- [EXTRACTED RECORDS]:
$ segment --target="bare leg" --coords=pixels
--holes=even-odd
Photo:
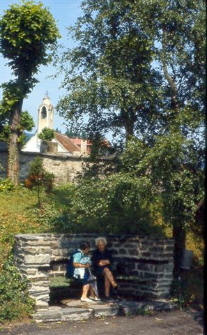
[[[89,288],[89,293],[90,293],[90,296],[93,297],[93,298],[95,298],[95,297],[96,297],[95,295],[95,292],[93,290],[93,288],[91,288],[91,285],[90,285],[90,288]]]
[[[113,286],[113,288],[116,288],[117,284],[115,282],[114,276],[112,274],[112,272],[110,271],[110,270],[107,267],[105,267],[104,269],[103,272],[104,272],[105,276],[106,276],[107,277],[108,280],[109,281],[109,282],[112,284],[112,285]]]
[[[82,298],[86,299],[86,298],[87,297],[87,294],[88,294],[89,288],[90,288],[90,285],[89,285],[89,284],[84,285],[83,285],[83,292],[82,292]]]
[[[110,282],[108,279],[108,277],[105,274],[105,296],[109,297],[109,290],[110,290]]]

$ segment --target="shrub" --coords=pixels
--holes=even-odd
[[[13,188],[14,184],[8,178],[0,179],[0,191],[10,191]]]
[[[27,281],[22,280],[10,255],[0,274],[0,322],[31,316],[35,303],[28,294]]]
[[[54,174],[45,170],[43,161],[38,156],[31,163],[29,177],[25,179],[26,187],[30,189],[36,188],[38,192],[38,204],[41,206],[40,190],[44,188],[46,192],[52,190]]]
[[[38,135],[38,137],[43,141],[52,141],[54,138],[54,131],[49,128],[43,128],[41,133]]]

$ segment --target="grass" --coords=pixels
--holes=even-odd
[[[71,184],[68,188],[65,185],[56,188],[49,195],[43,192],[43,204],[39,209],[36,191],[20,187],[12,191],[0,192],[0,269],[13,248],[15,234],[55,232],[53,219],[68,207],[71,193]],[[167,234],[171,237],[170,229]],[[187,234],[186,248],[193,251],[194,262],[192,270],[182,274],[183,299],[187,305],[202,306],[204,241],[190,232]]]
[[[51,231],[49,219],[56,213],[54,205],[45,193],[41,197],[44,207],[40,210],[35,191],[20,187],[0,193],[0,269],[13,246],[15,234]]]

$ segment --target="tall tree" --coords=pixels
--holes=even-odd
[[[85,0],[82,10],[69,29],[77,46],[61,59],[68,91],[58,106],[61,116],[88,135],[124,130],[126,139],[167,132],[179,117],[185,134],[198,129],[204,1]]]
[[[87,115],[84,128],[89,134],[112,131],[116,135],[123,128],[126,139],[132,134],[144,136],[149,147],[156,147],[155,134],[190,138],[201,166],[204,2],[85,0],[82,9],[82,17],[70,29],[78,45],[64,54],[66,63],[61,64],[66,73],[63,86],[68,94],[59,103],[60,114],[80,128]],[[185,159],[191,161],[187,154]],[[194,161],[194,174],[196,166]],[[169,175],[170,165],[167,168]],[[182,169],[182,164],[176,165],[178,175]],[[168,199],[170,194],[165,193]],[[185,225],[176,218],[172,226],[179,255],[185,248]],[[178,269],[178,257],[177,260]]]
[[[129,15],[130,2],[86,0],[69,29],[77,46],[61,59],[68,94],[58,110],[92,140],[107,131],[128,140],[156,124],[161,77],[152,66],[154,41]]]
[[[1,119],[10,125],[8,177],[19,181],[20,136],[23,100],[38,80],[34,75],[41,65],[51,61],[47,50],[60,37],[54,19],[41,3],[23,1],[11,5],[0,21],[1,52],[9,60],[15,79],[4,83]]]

* * *

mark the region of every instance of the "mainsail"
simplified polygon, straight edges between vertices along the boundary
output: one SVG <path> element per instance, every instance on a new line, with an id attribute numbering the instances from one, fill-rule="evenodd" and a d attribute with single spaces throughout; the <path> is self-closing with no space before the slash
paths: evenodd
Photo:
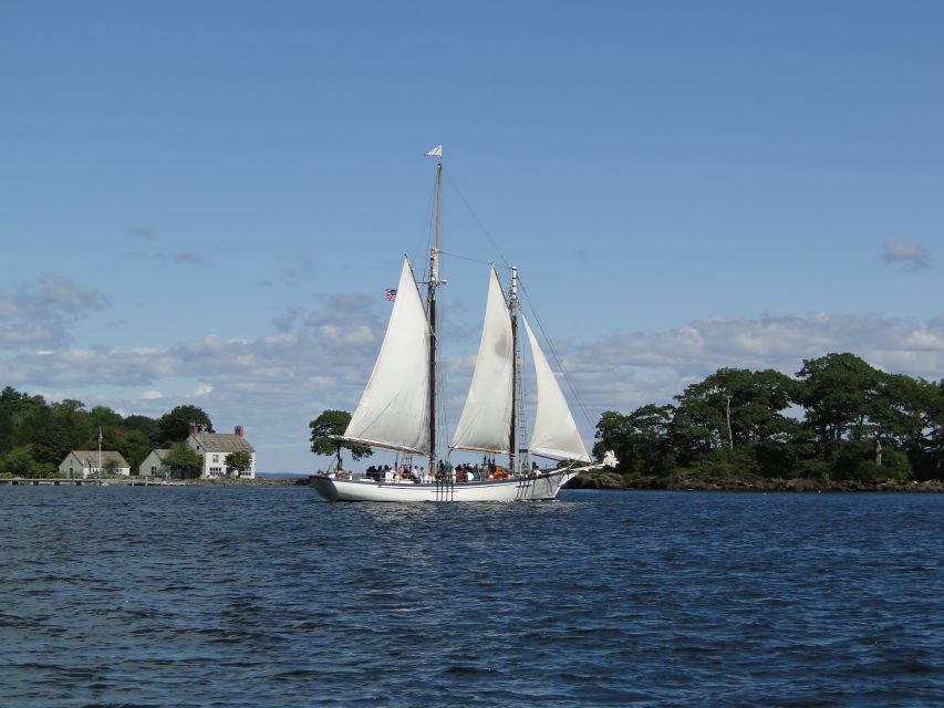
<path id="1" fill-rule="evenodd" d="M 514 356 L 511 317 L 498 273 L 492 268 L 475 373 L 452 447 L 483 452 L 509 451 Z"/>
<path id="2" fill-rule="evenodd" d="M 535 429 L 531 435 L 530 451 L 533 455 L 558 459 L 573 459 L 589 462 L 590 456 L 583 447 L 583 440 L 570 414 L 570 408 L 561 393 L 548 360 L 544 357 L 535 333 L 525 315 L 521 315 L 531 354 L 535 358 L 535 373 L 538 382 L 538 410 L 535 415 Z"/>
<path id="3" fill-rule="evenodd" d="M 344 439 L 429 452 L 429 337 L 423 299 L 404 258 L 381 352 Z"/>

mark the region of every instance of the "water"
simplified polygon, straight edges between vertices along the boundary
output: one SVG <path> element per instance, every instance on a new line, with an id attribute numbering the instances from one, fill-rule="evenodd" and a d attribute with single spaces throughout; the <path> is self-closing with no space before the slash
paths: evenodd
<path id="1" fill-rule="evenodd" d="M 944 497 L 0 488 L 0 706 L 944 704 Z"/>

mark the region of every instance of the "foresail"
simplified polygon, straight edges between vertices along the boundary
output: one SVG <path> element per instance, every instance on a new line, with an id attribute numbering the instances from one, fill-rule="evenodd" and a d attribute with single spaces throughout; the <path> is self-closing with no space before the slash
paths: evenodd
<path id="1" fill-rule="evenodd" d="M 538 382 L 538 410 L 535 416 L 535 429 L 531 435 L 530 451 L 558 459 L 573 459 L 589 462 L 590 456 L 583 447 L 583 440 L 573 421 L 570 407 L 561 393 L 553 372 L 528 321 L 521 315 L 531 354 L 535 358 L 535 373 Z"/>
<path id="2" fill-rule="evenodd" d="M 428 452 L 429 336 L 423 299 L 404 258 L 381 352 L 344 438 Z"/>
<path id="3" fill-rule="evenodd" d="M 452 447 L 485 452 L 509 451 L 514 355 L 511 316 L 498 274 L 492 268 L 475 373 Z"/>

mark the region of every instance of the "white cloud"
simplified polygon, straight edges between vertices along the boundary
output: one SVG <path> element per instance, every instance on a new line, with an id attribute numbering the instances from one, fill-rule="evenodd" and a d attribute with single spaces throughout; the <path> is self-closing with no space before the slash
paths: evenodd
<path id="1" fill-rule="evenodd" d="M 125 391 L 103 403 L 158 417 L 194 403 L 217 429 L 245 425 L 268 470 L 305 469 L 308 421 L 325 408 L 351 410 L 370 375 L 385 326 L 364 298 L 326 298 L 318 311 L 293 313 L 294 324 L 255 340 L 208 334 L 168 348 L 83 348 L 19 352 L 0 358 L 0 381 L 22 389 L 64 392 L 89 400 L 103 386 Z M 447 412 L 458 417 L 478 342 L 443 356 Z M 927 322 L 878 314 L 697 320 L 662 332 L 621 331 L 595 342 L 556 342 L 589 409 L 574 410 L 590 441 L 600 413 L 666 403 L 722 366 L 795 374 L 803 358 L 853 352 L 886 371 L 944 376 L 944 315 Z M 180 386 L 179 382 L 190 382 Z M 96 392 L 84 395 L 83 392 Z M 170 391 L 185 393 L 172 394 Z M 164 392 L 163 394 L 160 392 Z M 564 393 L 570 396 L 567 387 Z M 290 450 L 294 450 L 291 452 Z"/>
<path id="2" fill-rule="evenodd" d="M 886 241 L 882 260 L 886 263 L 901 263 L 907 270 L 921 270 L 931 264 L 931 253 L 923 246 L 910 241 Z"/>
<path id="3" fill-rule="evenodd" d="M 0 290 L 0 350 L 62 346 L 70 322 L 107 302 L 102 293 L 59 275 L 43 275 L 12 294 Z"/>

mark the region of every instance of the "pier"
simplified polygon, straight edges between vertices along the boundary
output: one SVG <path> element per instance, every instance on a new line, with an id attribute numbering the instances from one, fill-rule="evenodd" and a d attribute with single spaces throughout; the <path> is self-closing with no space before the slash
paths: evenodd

---

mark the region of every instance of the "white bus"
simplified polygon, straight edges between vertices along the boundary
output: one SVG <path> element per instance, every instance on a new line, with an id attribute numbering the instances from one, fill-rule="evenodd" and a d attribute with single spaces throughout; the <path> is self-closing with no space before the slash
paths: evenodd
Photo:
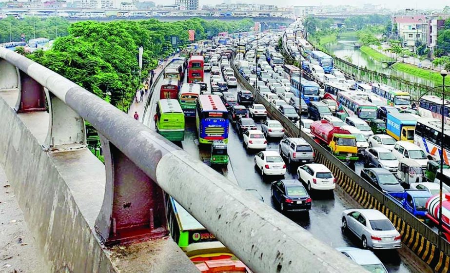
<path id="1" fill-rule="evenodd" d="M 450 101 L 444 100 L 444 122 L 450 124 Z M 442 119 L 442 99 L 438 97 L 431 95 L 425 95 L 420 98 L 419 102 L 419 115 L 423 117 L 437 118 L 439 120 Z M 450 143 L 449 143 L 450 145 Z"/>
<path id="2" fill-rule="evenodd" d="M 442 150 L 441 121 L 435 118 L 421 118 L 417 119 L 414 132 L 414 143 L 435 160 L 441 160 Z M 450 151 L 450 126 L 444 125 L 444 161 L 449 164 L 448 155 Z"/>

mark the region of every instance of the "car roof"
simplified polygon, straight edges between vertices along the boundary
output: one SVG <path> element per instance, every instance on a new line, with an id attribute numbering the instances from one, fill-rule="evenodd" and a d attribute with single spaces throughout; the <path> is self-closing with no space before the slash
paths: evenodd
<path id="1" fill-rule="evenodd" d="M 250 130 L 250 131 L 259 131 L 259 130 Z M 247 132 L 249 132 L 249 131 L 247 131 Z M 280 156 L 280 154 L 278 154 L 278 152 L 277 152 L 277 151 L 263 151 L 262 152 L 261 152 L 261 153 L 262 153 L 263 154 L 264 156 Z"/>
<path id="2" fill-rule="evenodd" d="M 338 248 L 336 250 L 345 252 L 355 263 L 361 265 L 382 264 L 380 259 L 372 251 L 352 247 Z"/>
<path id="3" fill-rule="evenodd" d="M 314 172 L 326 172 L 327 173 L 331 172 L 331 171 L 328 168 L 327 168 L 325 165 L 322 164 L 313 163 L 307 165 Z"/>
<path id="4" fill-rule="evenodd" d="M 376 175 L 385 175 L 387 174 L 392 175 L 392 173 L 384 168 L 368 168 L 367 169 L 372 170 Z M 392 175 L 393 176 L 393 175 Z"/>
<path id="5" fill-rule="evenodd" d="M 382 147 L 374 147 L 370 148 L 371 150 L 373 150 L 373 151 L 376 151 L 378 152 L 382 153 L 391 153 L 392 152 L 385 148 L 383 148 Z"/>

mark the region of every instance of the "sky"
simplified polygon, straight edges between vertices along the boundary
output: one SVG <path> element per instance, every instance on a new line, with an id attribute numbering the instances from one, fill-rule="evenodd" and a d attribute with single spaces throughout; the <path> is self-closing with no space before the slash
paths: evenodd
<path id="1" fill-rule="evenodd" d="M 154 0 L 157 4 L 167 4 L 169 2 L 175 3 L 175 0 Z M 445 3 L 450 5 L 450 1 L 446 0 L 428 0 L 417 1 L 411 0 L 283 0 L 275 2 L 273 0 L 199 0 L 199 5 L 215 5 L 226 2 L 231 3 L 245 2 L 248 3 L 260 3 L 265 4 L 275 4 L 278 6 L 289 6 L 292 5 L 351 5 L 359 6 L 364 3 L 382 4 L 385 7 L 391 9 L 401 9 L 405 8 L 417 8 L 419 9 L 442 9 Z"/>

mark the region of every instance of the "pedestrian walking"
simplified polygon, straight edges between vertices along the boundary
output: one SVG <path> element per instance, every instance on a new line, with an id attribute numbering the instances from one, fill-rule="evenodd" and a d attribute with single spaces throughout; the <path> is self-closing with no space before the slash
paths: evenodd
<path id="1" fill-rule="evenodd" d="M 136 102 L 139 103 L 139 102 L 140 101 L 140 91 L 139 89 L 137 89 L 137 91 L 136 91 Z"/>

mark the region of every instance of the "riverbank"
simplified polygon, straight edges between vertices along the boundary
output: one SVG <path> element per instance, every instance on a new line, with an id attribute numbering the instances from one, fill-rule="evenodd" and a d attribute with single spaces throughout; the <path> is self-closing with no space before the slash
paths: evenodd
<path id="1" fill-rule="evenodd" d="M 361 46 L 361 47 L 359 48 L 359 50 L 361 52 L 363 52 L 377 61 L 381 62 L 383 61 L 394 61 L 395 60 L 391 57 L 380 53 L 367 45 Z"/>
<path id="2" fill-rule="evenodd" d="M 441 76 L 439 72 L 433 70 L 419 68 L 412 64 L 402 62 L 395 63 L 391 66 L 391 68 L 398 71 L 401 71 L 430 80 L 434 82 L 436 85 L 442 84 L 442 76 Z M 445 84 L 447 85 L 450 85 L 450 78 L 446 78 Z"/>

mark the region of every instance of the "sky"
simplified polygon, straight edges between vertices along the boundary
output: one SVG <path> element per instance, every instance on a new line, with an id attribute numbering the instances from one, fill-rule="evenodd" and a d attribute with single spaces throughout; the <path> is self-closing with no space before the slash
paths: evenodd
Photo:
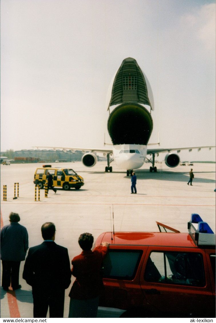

- [PROBLEM STATEMENT]:
Copy each line above that contains the string "pixels".

- [TASK ANSWER]:
$ segment --target="bare leg" --coords=pixels
$ segment --target="shrub" --coords=pixels
$ segment --target="grass" --coords=pixels
$ segment --target="tall tree" --coords=pixels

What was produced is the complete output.